*REQUIRED ACTION*: Resume the press release on TGS's offer for the PGS multi-client data library, continuing it after its last sentence.

*TEXT PASSAGE*:

- TGS submits a conditional offer for the multi-client data library of PGS for a cash consideration of USD 600 million
- The offer values the multi-client data library in excess of the full reported book value and secures PGS liquidity to repay the USD 135 million revolving credit facility due September 2020
- TGS proposes a post-closing collaboration agreement for future PGS multi-client projects and preferential rights for PGS to offer their 3D-fleet for future TGS data acquisition
- A successful offer will broaden TGS´ multi-client geophysical data offering in all major mature and frontier basins world-wide
- The offer will be financed by on-balance cash, a new term loan facility and new equity
OSLO, NORWAY (6 August 2020) – TGS-NOPEC Geophysical Company ASA ("TGS" or the "Company", OSE: TGS) announced today that it has submitted a conditional offer for the purchase of the multi-client data library of PGS ASA (“PGS”) (the “Offer”). Under the Offer, PGS would, upon consummation of the sale, receive a cash consideration of USD 600 million. In addition, TGS has proposed that the parties enter into a post-closing collaboration agreement for future PGS multi-client projects, which also would include certain preferential rights for PGS to offer their 3D-fleet for future TGS data acquisition.
The proposed transaction presents an opportunity for PGS and its stakeholders to monetize its multi-client data library in excess of its full reported value, delivering substantial funds to PGS in what are challenging times for the entire seismic industry. The Offer will secure the liquidity required to repay PGS’ USD 135 million revolving credit facility due September 2020 and will further significantly deleverage the company to support its continued operations and enhance the ability to service the remaining debt.
For TGS, the acquisition of PGS' multi-client data library would broaden the Company's offering as a multi-client geophysical data provider in all major mature and frontier basins world-wide.
Commenting on the Offer, Kristian Johansen, CEO of TGS said:
“We see a strong complement between our existing business and the PGS data library and the opportunity to leverage our expertise and scale to improve returns. Concurrently, a refocused and refinanced PGS will be a world-leading and highly innovative provider of acquisition technology and marine acquisition capacity, providing a strong platform for creating long-term value for the company´s stakeholders. The proposed transaction is thus aimed at safeguarding customers’ access to leading acquisition technology, high-quality data acquisition capacity and top tier data processing capabilities, whether they choose to purchase data through the contract model or the multi-client model. We believe the consolidation and further partnership between our two companies carries a strong industry logic and we look forward to initiate the dialogue with the management and board of PGS.”

*RECORDS*:

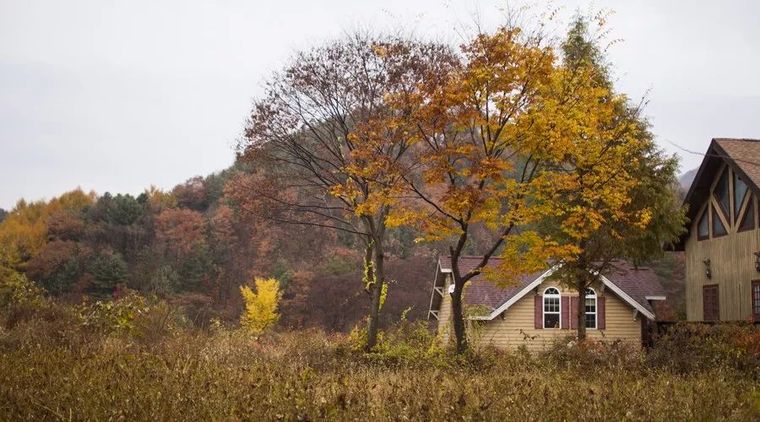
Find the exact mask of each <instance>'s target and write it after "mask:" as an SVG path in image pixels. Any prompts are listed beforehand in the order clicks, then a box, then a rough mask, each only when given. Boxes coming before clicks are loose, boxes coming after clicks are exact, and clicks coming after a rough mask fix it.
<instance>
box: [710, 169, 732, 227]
mask: <svg viewBox="0 0 760 422" xmlns="http://www.w3.org/2000/svg"><path fill="white" fill-rule="evenodd" d="M713 193H714V194H715V198H716V199H718V203H719V204H720V207H721V209H722V210H723V215H725V216H729V215H731V214H730V213H729V212H728V204H729V200H728V168H726V169H725V170H723V174H721V175H720V179H719V180H718V184H717V185H715V190H714V191H713Z"/></svg>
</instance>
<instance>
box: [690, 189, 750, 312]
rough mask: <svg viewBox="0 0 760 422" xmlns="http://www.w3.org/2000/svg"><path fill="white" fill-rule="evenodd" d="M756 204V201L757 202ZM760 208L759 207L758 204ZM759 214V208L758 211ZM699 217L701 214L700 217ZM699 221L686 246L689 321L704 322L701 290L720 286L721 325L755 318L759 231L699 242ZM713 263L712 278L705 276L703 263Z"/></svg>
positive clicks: (749, 230) (699, 240) (692, 230)
mask: <svg viewBox="0 0 760 422" xmlns="http://www.w3.org/2000/svg"><path fill="white" fill-rule="evenodd" d="M754 200H755V201H757V198H756V197H755V198H754ZM756 205H757V204H756ZM755 209H756V210H757V206H756V207H755ZM698 216H699V214H698ZM698 221H699V220H698V218H696V219H695V221H694V222H693V223H692V227H691V230H690V233H691V234H690V236H689V240H688V241H687V242H686V317H687V319H688V320H689V321H702V320H703V319H704V318H703V309H702V287H703V286H705V285H710V284H717V285H718V303H719V308H720V319H721V320H722V321H734V320H744V319H748V318H750V317H751V316H752V290H751V286H752V280H757V279H760V273H758V272H757V271H756V270H755V255H754V252H757V251H760V230H758V229H755V230H748V231H744V232H736V228H735V227H732V228H730V229H729V233H728V235H726V236H721V237H718V238H711V239H705V240H697V227H696V226H697V222H698ZM705 259H709V260H710V269H711V271H712V278H707V276H706V275H705V264H704V262H703V261H704V260H705Z"/></svg>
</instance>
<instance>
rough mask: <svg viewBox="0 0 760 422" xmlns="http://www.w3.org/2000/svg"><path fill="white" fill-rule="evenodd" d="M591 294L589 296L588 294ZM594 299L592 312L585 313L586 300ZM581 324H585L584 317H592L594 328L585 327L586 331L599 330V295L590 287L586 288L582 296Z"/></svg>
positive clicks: (584, 320)
mask: <svg viewBox="0 0 760 422" xmlns="http://www.w3.org/2000/svg"><path fill="white" fill-rule="evenodd" d="M589 292H591V294H589ZM592 297H593V298H594V312H586V299H590V298H592ZM583 315H584V317H583V324H584V325H585V324H586V315H594V326H593V327H586V329H587V330H598V329H599V295H597V294H596V291H595V290H594V289H592V288H591V287H587V288H586V291H585V292H584V295H583Z"/></svg>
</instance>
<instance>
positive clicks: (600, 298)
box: [596, 296, 607, 330]
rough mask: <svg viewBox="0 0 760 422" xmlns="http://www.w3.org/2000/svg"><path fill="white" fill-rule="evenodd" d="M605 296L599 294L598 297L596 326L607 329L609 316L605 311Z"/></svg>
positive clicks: (596, 315)
mask: <svg viewBox="0 0 760 422" xmlns="http://www.w3.org/2000/svg"><path fill="white" fill-rule="evenodd" d="M605 299H607V298H605V297H604V296H599V297H598V298H597V299H596V307H597V309H596V326H597V328H598V329H600V330H606V329H607V317H606V314H607V313H606V312H605V305H604V302H605Z"/></svg>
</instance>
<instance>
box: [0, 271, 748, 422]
mask: <svg viewBox="0 0 760 422" xmlns="http://www.w3.org/2000/svg"><path fill="white" fill-rule="evenodd" d="M0 299H3V300H2V301H0V420H14V421H15V420H35V421H44V420H203V421H207V420H320V419H330V420H362V421H363V420H518V419H519V420H569V419H580V420H586V419H588V420H623V419H626V420H663V421H664V420H668V421H669V420H760V384H759V383H758V380H760V327H752V326H749V325H736V326H715V327H708V326H683V327H676V328H677V329H674V330H673V331H672V332H671V333H670V334H668V335H667V336H664V337H662V338H661V339H659V340H658V342H657V345H656V347H655V348H653V349H652V350H650V351H648V352H646V353H645V352H643V351H642V350H641V349H640V348H637V347H636V348H632V347H629V346H625V345H621V344H614V343H613V344H602V343H587V344H583V345H580V346H579V345H575V344H574V343H573V342H568V341H565V342H558V343H557V344H556V345H555V346H554V347H553V348H552V349H550V350H547V351H546V352H543V353H541V354H537V355H531V354H528V353H527V352H524V351H516V352H511V353H504V352H498V351H495V350H490V349H485V350H478V351H475V352H472V353H470V354H468V355H464V356H456V355H453V354H452V353H451V352H449V351H447V350H445V349H443V348H441V347H440V345H439V344H438V342H437V341H436V339H435V338H434V337H433V336H432V334H431V333H430V331H429V330H428V329H427V327H426V326H425V324H424V323H422V322H418V323H410V322H406V321H404V320H402V322H400V323H398V324H397V325H396V326H395V327H391V328H390V329H389V330H387V331H384V332H382V333H381V335H380V337H379V340H380V341H379V345H378V347H377V348H376V351H375V352H373V353H371V354H367V353H364V352H362V351H361V350H362V345H363V335H362V330H359V329H357V330H354V332H352V333H351V334H350V335H337V334H325V333H323V332H320V331H313V330H311V331H295V332H279V333H277V332H275V333H268V334H266V335H264V336H260V337H256V336H254V335H253V334H251V332H250V331H244V330H243V329H241V328H235V327H225V326H223V324H222V323H221V322H219V321H213V322H212V323H211V324H210V325H204V326H202V327H199V326H198V325H197V324H195V323H193V322H192V321H191V320H189V319H188V318H187V316H186V315H187V314H186V313H183V312H182V309H177V308H173V307H171V306H169V305H168V304H167V303H166V302H164V301H150V300H146V299H145V298H143V297H141V296H139V295H136V294H127V295H126V296H124V297H122V298H120V299H118V300H114V301H106V302H95V303H85V304H81V305H66V304H63V303H58V302H56V301H54V300H51V299H48V298H45V297H44V296H43V295H41V294H40V291H39V289H38V288H36V287H35V286H34V285H33V284H32V283H29V282H26V281H24V280H22V279H20V280H19V282H18V283H16V284H11V283H9V282H6V283H5V284H0Z"/></svg>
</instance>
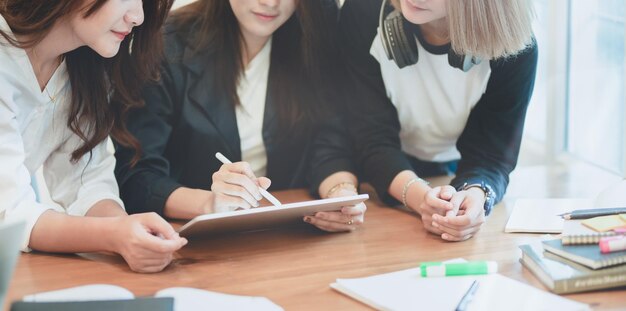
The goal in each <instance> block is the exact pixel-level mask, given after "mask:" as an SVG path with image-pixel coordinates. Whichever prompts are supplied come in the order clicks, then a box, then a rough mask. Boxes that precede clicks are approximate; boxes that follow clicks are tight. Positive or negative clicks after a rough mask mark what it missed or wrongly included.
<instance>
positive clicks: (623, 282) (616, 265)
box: [520, 220, 626, 294]
mask: <svg viewBox="0 0 626 311" xmlns="http://www.w3.org/2000/svg"><path fill="white" fill-rule="evenodd" d="M615 234H617V233H616V232H613V231H605V232H598V231H594V230H592V229H590V228H589V227H587V226H584V225H583V224H582V222H581V221H574V220H569V221H566V222H565V227H564V230H563V234H562V236H561V239H556V240H548V241H543V242H541V243H536V244H529V245H522V246H520V249H521V250H522V259H521V260H520V261H521V262H522V264H523V265H524V266H525V267H527V268H528V269H529V270H530V271H531V272H532V273H533V274H535V276H537V278H538V279H539V280H540V281H541V282H542V283H543V284H544V285H545V286H547V287H548V288H549V289H550V290H551V291H553V292H555V293H558V294H565V293H575V292H584V291H592V290H599V289H606V288H614V287H622V286H626V251H616V252H610V253H602V252H601V251H600V246H599V245H598V243H599V241H600V239H601V238H603V237H606V236H611V235H615Z"/></svg>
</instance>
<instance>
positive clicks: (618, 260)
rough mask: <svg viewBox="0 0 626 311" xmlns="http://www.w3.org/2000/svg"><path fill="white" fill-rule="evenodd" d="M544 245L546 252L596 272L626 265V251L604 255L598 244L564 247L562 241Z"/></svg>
mask: <svg viewBox="0 0 626 311" xmlns="http://www.w3.org/2000/svg"><path fill="white" fill-rule="evenodd" d="M542 243H543V248H544V250H546V251H548V252H551V253H553V254H556V255H559V256H561V257H563V258H566V259H569V260H571V261H574V262H577V263H579V264H581V265H585V266H587V267H589V268H591V269H594V270H595V269H600V268H604V267H611V266H616V265H619V264H624V263H626V251H621V252H613V253H608V254H602V253H601V252H600V247H599V246H598V245H597V244H591V245H563V244H562V243H561V240H560V239H558V240H549V241H543V242H542Z"/></svg>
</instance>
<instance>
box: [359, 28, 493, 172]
mask: <svg viewBox="0 0 626 311" xmlns="http://www.w3.org/2000/svg"><path fill="white" fill-rule="evenodd" d="M415 41H416V44H417V48H418V53H419V60H418V62H417V64H414V65H411V66H407V67H404V68H402V69H400V68H398V66H397V65H396V64H395V63H394V61H393V60H389V59H387V56H386V55H385V51H384V49H383V45H382V42H381V39H380V37H379V35H377V36H376V37H375V38H374V41H373V42H372V46H371V49H370V54H371V55H372V56H374V58H376V60H377V61H378V63H379V64H380V70H381V73H382V77H383V80H384V82H385V89H386V90H387V97H389V99H390V100H391V102H392V103H393V105H394V106H395V107H396V110H397V111H398V118H399V121H400V126H401V130H400V141H401V144H402V150H403V151H404V152H405V153H407V154H410V155H412V156H414V157H416V158H418V159H420V160H424V161H433V162H446V161H451V160H458V159H460V158H461V154H460V153H459V151H458V150H457V149H456V142H457V140H458V138H459V136H461V133H462V132H463V129H465V125H466V124H467V119H468V118H469V114H470V112H471V111H472V109H473V108H474V106H476V104H477V103H478V101H479V100H480V98H481V97H482V95H483V93H485V90H486V89H487V83H488V82H489V77H490V76H491V67H490V64H489V62H488V61H483V62H481V63H480V64H479V65H476V66H474V67H473V68H472V69H471V70H470V71H468V72H463V71H461V70H459V69H457V68H453V67H451V66H450V65H449V64H448V55H447V54H443V55H435V54H432V53H430V52H428V51H427V50H426V49H425V48H424V47H423V46H422V45H421V44H420V42H419V40H417V39H416V40H415Z"/></svg>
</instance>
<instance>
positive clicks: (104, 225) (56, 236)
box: [29, 205, 125, 253]
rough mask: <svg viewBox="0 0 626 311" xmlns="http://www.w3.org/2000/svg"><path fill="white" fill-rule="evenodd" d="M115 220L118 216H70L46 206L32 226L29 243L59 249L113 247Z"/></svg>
mask: <svg viewBox="0 0 626 311" xmlns="http://www.w3.org/2000/svg"><path fill="white" fill-rule="evenodd" d="M94 207H95V206H94ZM118 208H119V205H118ZM99 209H101V208H98V209H97V210H99ZM94 212H95V211H94ZM124 215H125V213H124ZM118 220H119V218H118V217H89V216H85V217H81V216H70V215H67V214H62V213H58V212H55V211H52V210H48V211H46V212H44V213H43V214H42V215H41V216H40V217H39V219H38V220H37V223H36V224H35V226H34V227H33V230H32V232H31V236H30V241H29V247H30V248H32V249H35V250H39V251H45V252H58V253H81V252H100V251H114V250H113V246H112V244H113V243H112V242H113V236H114V234H113V232H114V231H115V227H116V223H117V221H118Z"/></svg>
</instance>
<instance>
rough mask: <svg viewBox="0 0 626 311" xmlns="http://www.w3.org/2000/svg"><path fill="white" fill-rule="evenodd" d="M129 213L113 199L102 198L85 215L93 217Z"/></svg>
mask: <svg viewBox="0 0 626 311" xmlns="http://www.w3.org/2000/svg"><path fill="white" fill-rule="evenodd" d="M126 215H128V214H127V213H126V211H125V210H124V209H123V208H122V207H121V206H120V205H119V204H117V202H115V201H113V200H102V201H99V202H97V203H96V204H94V206H92V207H91V208H90V209H89V211H87V214H85V216H91V217H117V216H126Z"/></svg>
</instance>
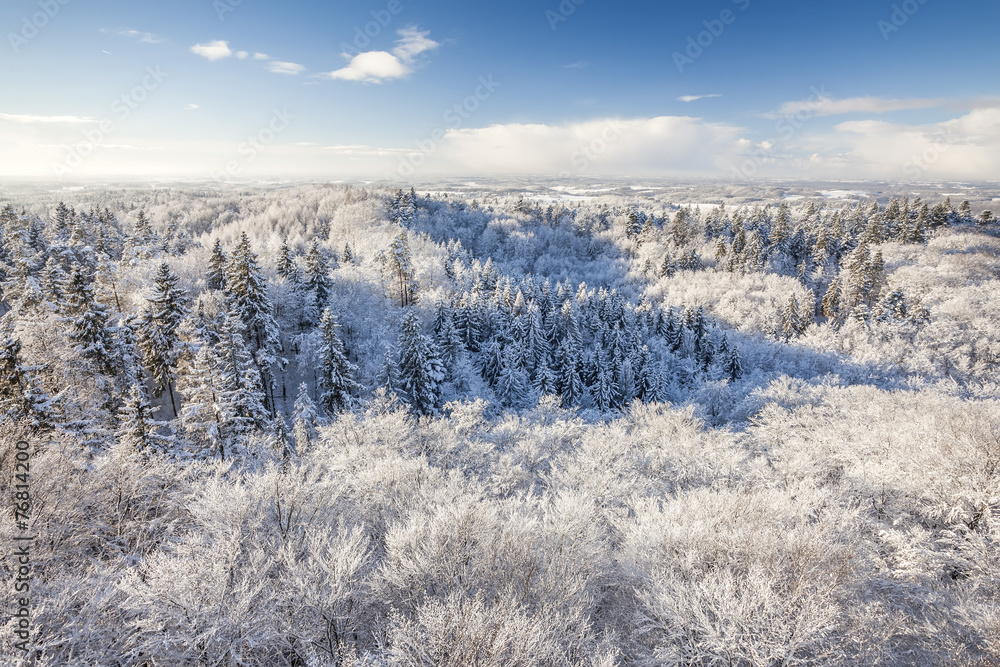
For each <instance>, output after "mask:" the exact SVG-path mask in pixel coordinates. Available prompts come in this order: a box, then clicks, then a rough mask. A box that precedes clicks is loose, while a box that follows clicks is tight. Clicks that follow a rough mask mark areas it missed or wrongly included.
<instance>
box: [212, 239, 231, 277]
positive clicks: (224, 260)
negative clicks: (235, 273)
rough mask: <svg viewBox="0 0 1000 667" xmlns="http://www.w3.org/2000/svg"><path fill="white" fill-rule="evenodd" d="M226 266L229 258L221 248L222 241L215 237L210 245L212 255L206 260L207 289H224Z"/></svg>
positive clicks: (221, 245) (226, 267)
mask: <svg viewBox="0 0 1000 667" xmlns="http://www.w3.org/2000/svg"><path fill="white" fill-rule="evenodd" d="M228 266H229V258H228V257H226V253H225V252H223V250H222V241H220V240H219V239H215V245H213V246H212V256H211V258H209V260H208V288H209V289H217V290H221V289H225V287H226V270H227V267H228Z"/></svg>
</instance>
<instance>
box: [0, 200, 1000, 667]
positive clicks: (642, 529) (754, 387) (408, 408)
mask: <svg viewBox="0 0 1000 667" xmlns="http://www.w3.org/2000/svg"><path fill="white" fill-rule="evenodd" d="M17 194H23V195H24V196H23V197H22V198H20V199H19V198H18V197H17V196H16V195H17ZM701 201H705V200H704V199H702V200H701ZM708 201H709V203H697V202H698V200H694V201H690V203H689V202H685V201H681V202H670V201H667V200H666V198H665V197H658V198H653V197H643V196H640V195H638V194H635V195H629V194H628V193H623V192H617V191H616V192H608V193H604V194H602V193H600V192H598V193H594V194H593V196H587V197H577V198H563V199H559V198H551V197H550V198H547V199H545V198H540V197H537V196H534V195H533V194H532V193H531V192H526V191H518V190H516V189H504V188H499V187H498V188H494V189H490V188H481V189H479V190H477V191H476V192H474V193H472V192H456V191H450V192H449V191H423V190H420V191H418V190H417V189H409V190H395V189H383V188H379V187H375V186H371V185H369V186H363V185H353V186H351V185H298V186H288V187H255V188H247V189H223V190H221V191H220V190H211V189H205V188H193V187H190V188H178V189H164V188H159V189H156V188H128V189H120V188H119V189H111V188H108V189H82V190H76V191H58V192H44V191H39V192H34V191H32V192H28V191H24V192H21V193H12V192H6V193H0V207H2V211H0V280H2V283H0V285H2V300H0V314H2V317H0V420H2V421H0V461H2V462H3V465H2V469H3V471H4V475H3V477H0V490H2V492H3V496H4V498H5V503H4V510H3V513H2V520H0V533H2V534H3V537H2V539H3V540H5V541H4V542H3V543H4V544H13V543H14V536H15V535H16V534H17V533H18V528H17V526H16V523H15V513H14V511H13V510H12V509H11V505H12V502H13V500H14V499H15V498H16V497H17V495H16V491H15V484H16V480H15V478H14V477H13V476H12V474H11V473H10V471H12V470H13V469H14V465H13V462H14V460H15V456H16V453H17V452H18V451H20V450H19V449H18V448H17V443H18V442H19V441H27V442H29V443H30V445H31V451H32V458H31V516H32V524H31V532H32V534H34V535H37V537H36V539H35V541H34V547H33V549H34V551H33V552H32V568H33V570H32V583H31V593H32V606H33V613H34V618H33V624H34V630H33V632H34V636H33V646H34V649H35V651H34V653H33V656H34V659H35V664H37V665H196V664H206V665H371V666H375V665H455V666H460V665H461V666H465V665H481V666H486V665H495V666H500V665H593V666H594V667H612V666H614V665H805V664H839V665H857V664H865V665H867V664H894V665H895V664H898V665H912V664H956V665H990V664H997V662H998V661H1000V543H998V541H1000V404H998V397H1000V387H998V384H997V378H998V375H997V373H998V370H1000V289H998V288H1000V224H998V222H997V220H996V218H995V216H994V211H998V210H1000V209H997V208H996V202H994V203H993V206H994V207H993V208H992V209H991V208H990V207H989V206H983V205H981V204H977V205H976V206H972V205H970V203H969V202H967V201H963V200H954V201H953V200H952V199H948V198H946V197H941V198H935V199H926V200H925V199H922V198H921V197H919V196H916V197H915V196H914V195H913V194H912V193H911V192H902V191H901V192H898V193H886V194H883V195H881V196H861V195H859V196H853V195H852V196H849V197H847V198H846V199H836V200H832V199H829V198H822V197H820V198H814V197H789V198H786V199H784V200H782V199H780V198H775V199H771V200H766V199H765V200H761V201H757V202H755V203H749V204H747V203H737V204H733V203H729V204H726V203H725V202H723V201H722V200H721V199H720V200H718V201H713V200H708ZM7 499H10V500H11V502H7ZM17 569H18V565H17V560H16V558H14V557H13V556H12V555H6V556H3V558H2V560H0V570H2V571H3V576H4V577H5V578H9V579H11V580H13V578H14V576H15V574H16V572H17ZM5 600H6V601H5V604H6V605H7V606H6V607H5V610H4V615H3V620H4V621H5V622H6V623H7V626H8V627H7V628H6V629H5V634H4V641H5V642H7V643H5V644H4V646H3V648H2V651H3V652H4V653H5V654H6V655H14V654H15V652H14V650H13V648H12V646H11V644H10V643H9V641H12V640H10V639H9V638H12V637H13V636H14V633H13V628H14V627H15V625H16V619H15V618H14V617H13V613H14V606H13V605H14V604H15V601H14V600H12V599H11V598H10V596H8V597H7V598H6V599H5Z"/></svg>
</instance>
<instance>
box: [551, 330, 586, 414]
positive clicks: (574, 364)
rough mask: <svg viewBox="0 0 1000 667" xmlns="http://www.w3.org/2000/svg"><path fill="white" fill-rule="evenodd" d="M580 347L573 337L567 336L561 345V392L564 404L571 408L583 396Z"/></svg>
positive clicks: (582, 387) (567, 407)
mask: <svg viewBox="0 0 1000 667" xmlns="http://www.w3.org/2000/svg"><path fill="white" fill-rule="evenodd" d="M580 356H581V353H580V348H579V347H578V346H575V345H574V344H573V341H572V337H567V338H566V339H565V340H563V342H562V344H561V345H560V346H559V354H558V370H557V374H558V378H559V394H560V395H561V396H562V406H563V407H564V408H570V407H573V406H577V405H579V404H580V399H581V398H583V391H584V386H583V377H582V376H581V375H580V365H581V364H580Z"/></svg>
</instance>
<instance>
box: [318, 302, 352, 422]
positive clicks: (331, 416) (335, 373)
mask: <svg viewBox="0 0 1000 667" xmlns="http://www.w3.org/2000/svg"><path fill="white" fill-rule="evenodd" d="M339 328H340V323H339V322H338V321H337V316H336V315H334V314H333V313H331V312H330V309H329V308H327V309H326V310H324V311H323V317H322V319H321V320H320V323H319V331H320V335H321V337H322V343H321V344H320V348H319V370H318V373H319V381H318V386H317V391H318V393H319V404H320V406H321V407H322V408H323V409H324V410H325V411H326V412H327V414H329V415H330V416H331V417H333V416H336V415H337V413H339V412H341V411H342V410H346V409H347V408H348V407H350V406H351V404H352V403H353V402H354V394H356V393H357V392H358V391H359V390H360V389H361V386H360V385H359V384H358V383H357V381H355V379H354V377H355V375H356V374H357V367H356V366H355V365H354V364H352V363H351V362H350V361H348V359H347V351H346V350H345V349H344V342H343V341H342V340H341V338H340V334H339V333H338V332H337V330H338V329H339Z"/></svg>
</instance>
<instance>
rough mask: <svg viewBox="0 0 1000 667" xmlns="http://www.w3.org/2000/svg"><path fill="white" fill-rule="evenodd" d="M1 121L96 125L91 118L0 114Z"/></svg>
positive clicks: (19, 114) (83, 116)
mask: <svg viewBox="0 0 1000 667" xmlns="http://www.w3.org/2000/svg"><path fill="white" fill-rule="evenodd" d="M0 121H7V122H9V123H69V124H77V123H96V122H97V119H96V118H92V117H90V116H36V115H33V114H11V113H0Z"/></svg>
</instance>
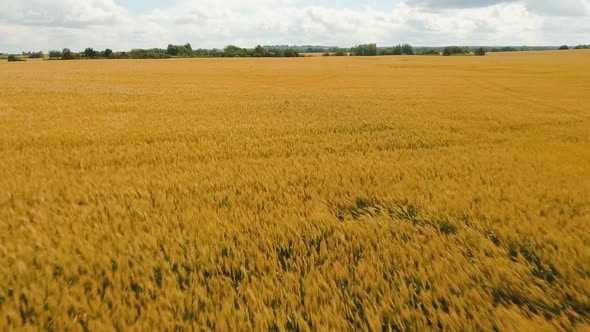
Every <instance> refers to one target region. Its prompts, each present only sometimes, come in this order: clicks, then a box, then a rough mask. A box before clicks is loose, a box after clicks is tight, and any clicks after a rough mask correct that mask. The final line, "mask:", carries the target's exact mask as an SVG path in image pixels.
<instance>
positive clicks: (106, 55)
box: [0, 43, 590, 61]
mask: <svg viewBox="0 0 590 332" xmlns="http://www.w3.org/2000/svg"><path fill="white" fill-rule="evenodd" d="M573 48H574V49H590V45H584V44H580V45H578V46H575V47H573ZM555 49H560V50H566V49H569V47H568V46H567V45H562V46H560V47H558V48H557V47H549V46H536V47H535V46H533V47H528V46H522V47H519V48H516V47H513V46H503V47H492V48H486V47H463V46H447V47H433V48H426V47H419V48H416V49H414V47H412V45H410V44H407V43H405V44H397V45H395V46H392V47H378V46H377V44H375V43H369V44H359V45H356V46H354V47H351V48H339V47H322V46H288V45H275V46H260V45H257V46H256V47H254V48H241V47H238V46H235V45H228V46H226V47H225V48H223V49H202V48H199V49H193V48H192V46H191V44H190V43H187V44H184V45H174V44H169V45H168V46H167V47H166V48H165V49H163V48H150V49H132V50H131V51H122V52H114V51H113V50H112V49H110V48H107V49H105V50H102V51H99V50H94V49H93V48H90V47H89V48H86V49H85V50H84V51H82V52H73V51H71V50H70V49H69V48H64V49H63V50H61V51H59V50H52V51H49V52H48V54H47V55H48V57H49V58H50V59H53V60H58V59H61V60H72V59H168V58H173V57H182V58H201V57H203V58H221V57H300V56H302V54H301V52H306V53H320V52H322V53H323V55H324V56H348V55H350V56H378V55H433V56H434V55H443V56H454V55H471V54H473V55H477V56H484V55H486V53H488V52H517V51H531V50H555ZM1 55H3V54H1V53H0V56H1ZM24 58H31V59H34V58H45V54H44V53H43V52H42V51H39V52H22V54H21V55H9V56H8V61H22V60H24Z"/></svg>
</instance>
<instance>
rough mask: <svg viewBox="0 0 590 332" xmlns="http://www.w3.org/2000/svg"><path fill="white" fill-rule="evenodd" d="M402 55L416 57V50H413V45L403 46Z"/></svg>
mask: <svg viewBox="0 0 590 332" xmlns="http://www.w3.org/2000/svg"><path fill="white" fill-rule="evenodd" d="M402 53H403V54H405V55H414V48H412V45H410V44H403V45H402Z"/></svg>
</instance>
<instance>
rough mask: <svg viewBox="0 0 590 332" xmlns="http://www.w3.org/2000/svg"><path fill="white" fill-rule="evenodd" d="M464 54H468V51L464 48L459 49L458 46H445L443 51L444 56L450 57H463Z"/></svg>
mask: <svg viewBox="0 0 590 332" xmlns="http://www.w3.org/2000/svg"><path fill="white" fill-rule="evenodd" d="M465 53H469V50H467V48H465V47H459V46H447V47H445V49H444V50H443V55H444V56H450V55H456V54H460V55H463V54H465Z"/></svg>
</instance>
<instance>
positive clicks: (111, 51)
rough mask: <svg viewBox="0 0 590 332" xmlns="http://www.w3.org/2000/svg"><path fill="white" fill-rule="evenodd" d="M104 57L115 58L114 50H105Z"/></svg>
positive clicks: (102, 52)
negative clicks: (113, 55)
mask: <svg viewBox="0 0 590 332" xmlns="http://www.w3.org/2000/svg"><path fill="white" fill-rule="evenodd" d="M102 56H104V57H105V58H110V57H111V56H113V50H111V49H110V48H107V49H106V50H104V52H102Z"/></svg>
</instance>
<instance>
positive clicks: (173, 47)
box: [166, 44, 178, 56]
mask: <svg viewBox="0 0 590 332" xmlns="http://www.w3.org/2000/svg"><path fill="white" fill-rule="evenodd" d="M166 53H167V54H170V55H173V56H176V55H178V47H176V46H174V45H172V44H168V48H167V49H166Z"/></svg>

*FINAL ANSWER*:
Background for the Offer
Over the past years the seismic industry has seen a sharp drop in aggregate return on capital caused by a combination of a lower oil price, a more consolidated customer base and over-capacity on the supply side. As a result, industry players have changed their strategy towards specialization such that most companies have become either pure vessel operators or pure multi-client providers. TGS has since its inception focused on an asset light multi-client operation and has grown to become a leading global multi-client seismic company.
PGS has built a significant multi-client library and is a key player in the seismic industry. As opposed to TGS, PGS has been an integrated operator, and is today the only remaining player in the industry pursuing both data acquisition and multi-client seismic strategies.
Following recent market developments, TGS is of the view that a combination of the TGS and PGS multi-client businesses will improve the ability of the industry to deliver best in class services to its customers while creating value for its owners and other stakeholders. TGS strongly believes that the combination contemplated under the Offer will deliver more scale, better data and increased efficiencies in the seismic industry. At the same time, the transaction would position PGS credibly as one of the most solid in the seismic vessel and acquisition industry, supported by a robust balance sheet and strong technologies.
Key terms and financing of the Offer
The Offer comprises the entirety of the multi-client data library of PGS, including all existing data and work-in-process, as well as the contractual arrangements associated with the foregoing (the “PGS MC Library”). The Offer assumes an effective date of 1 July 2020.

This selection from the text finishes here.